EXTRACT TO READ.
★ ★ ★ ★ ★
Related techniques are disclosed in, for example, Japanese Laid-Open Patent Publication No. 2005-208625, Japanese Laid-Open Patent Publication No. 2010-134051, and Japanese Laid-Open Patent Publication No. 09-274144.

SUMMARY

According to one aspect of the embodiments, an information processing apparatus includes: a shutter configured to block extraneous light which enters into an eye; an irradiation unit configured to irradiate a marker to the eye by infrared light; a photographing unit configured to photograph the marker which is projected onto a fundus of the eye to be examined when the shutter is closed; and a processing unit configured to detect a focus based on an image of the marker photographed by the photographing unit.

The object and advantages of the invention will be realized and attained by means of the elements and combinations particularly pointed out in the claims. It is to be understood that both the foregoing general description and the following detailed description are exemplary and explanatory and are not restrictive of the invention, as claimed.

BRIEF DESCRIPTION OF DRAWINGS

FIG. 1 is a diagram illustrating an example of measurement of a refractive power of eye measured by an Auto Refracto-Keratometer;

FIG. 2 is a diagram illustrating another example of measurement of a refractive power of eye;

FIG. 3A illustrates an example of a perspective view of an HMD device;

FIG. 3B illustrates an example of a top view of an HMD device;

FIG. 4 illustrates an example of a configuration of an HMD device;

FIG. 5A and FIG. 5B illustrate an example of a photographed image;

FIG. 6 illustrates an example of an HMD device when carrying out a focus measurement;

FIG. 7A, FIG. 7B, and FIG. 7C illustrate an example of a marker;

FIG. 8 illustrates an example of an HMD device in an image information display phase;

FIG. 9 illustrates an example of a control process of an HMD device;

FIG. 10 illustrates an example of a control process; and

FIG. 11A and FIG. 11B illustrate an example of a display image.

DESCRIPTION OF EMBODIMENTS

An HMD device photographs the pupil of a user and analyzes the photographed pupil image to detect a line of sight of the user. For example, the HMD device detects a direction along which the user gazes. The display image to be superimposed on the background is controlled according to the line of sight of the user.
★ ★ ★ ★ ★
Items from a data source:
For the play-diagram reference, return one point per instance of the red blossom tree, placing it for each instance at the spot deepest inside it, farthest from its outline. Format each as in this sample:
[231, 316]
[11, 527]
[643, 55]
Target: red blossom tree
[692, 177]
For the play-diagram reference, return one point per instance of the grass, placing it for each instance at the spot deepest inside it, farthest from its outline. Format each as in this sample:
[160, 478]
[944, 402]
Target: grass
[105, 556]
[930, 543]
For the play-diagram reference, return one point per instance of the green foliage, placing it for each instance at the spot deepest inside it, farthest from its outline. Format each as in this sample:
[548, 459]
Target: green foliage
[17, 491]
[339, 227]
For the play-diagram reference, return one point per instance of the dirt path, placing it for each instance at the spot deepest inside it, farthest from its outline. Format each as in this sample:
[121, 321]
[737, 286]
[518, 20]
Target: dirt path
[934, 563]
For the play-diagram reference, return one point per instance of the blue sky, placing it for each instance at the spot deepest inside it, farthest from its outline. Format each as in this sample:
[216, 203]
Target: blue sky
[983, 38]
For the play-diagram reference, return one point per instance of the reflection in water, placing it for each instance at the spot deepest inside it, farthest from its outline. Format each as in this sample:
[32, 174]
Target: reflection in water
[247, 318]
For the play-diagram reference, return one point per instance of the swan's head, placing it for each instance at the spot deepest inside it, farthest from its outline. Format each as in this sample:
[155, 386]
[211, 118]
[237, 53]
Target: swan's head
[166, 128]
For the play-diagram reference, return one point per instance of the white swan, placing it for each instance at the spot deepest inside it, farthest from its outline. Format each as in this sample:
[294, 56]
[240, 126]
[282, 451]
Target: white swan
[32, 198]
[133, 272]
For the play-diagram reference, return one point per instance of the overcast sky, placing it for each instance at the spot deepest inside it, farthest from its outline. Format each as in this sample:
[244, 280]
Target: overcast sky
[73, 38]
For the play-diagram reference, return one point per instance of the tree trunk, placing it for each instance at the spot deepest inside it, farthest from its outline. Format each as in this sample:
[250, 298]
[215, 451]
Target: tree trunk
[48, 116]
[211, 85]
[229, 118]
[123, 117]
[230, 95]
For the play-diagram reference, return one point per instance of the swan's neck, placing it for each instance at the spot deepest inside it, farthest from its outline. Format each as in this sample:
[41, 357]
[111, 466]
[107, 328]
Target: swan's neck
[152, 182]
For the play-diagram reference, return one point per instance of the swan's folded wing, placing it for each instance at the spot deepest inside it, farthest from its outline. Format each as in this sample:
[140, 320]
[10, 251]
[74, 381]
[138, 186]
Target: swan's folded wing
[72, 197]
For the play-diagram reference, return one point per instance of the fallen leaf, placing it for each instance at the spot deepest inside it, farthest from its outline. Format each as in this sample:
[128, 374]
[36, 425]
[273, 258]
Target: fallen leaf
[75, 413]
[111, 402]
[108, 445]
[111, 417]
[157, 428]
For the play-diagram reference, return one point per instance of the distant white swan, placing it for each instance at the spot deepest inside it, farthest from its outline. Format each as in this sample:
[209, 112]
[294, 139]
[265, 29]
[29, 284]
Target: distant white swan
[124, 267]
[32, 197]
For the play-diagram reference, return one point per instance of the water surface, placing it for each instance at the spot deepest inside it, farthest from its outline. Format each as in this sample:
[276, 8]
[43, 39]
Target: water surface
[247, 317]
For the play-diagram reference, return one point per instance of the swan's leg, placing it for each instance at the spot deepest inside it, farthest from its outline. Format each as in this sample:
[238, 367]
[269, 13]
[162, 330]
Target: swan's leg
★ ★ ★ ★ ★
APPLY WHAT YOU READ.
a - Quote the stretch of the HMD patent excerpt above from "FIG. 7A, FIG." through "the line of sight of the user.".
b - Answer these questions from the HMD patent excerpt above:
(i) What does the shutter block?
(ii) What does FIG. 3B illustrate?
(iii) What does the HMD device photograph to detect the user's line of sight?

ANSWERS PROVIDED.
a -
FIG. 7A, FIG. 7B, and FIG. 7C illustrate an example of a marker;

FIG. 8 illustrates an example of an HMD device in an image information display phase;

FIG. 9 illustrates an example of a control process of an HMD device;

FIG. 10 illustrates an example of a control process; and

FIG. 11A and FIG. 11B illustrate an example of a display image.

DESCRIPTION OF EMBODIMENTS

An HMD device photographs the pupil of a user and analyzes the photographed pupil image to detect a line of sight of the user. For example, the HMD device detects a direction along which the user gazes. The display image to be superimposed on the background is controlled according to the line of sight of the user.

b -
(i) Extraneous light that enters into an eye.
(ii) An example of a top view of an HMD device.
(iii) The pupil of the user.